GIVEN REQUEST - Copy each of the rows below word for word, keeping every line, space, and punctuation mark unchanged.
— start of DATASET CONTENT —
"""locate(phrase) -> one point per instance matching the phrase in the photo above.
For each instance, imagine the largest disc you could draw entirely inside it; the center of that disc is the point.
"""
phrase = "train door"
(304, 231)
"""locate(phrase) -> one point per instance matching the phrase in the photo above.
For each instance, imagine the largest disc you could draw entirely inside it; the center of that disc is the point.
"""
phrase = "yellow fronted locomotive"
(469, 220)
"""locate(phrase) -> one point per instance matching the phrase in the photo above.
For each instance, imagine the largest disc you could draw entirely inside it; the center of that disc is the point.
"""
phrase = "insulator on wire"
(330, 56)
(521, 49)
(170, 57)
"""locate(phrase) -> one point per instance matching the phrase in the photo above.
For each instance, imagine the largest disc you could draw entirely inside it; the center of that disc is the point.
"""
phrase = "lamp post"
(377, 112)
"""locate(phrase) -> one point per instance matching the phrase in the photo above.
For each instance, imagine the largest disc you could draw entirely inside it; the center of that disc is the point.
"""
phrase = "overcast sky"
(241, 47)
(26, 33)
— end of DATASET CONTENT —
RESULT OF THIS EXERCISE -
"""locate(phrase) -> one point per instance matching the phrase in the photo above.
For each instance, imagine the largest disc you could draw entirely inside it; the center of that disc is the point.
"""
phrase = "train door"
(304, 231)
"""locate(phrase) -> one point per instance matching the phrase in the photo above.
For each instance, imagine the largest disc you could draw entirely inside it; the center of that disc is the point.
"""
phrase = "yellow fronted locomotive"
(469, 220)
"""locate(phrase) -> one point per instance matching the phrase in the photo above.
For each instance, imagine the largest disc you could draw entirely inside it; the center of that disc is the point.
"""
phrase = "insulator on wire"
(330, 56)
(521, 49)
(170, 57)
"""locate(phrase) -> one point per instance matching the phrase in the photo above.
For each instance, imagine the largest disc you could draw entirely inside it; the center of that disc is the point.
"""
phrase = "lamp post"
(377, 112)
"""locate(phrase) -> one point per instance matching the phrase in the photo above.
For each instance, imagine the largest disc you could draw entirely inside it; the center of that disc is the point.
"""
phrase = "overcast sky"
(241, 47)
(26, 33)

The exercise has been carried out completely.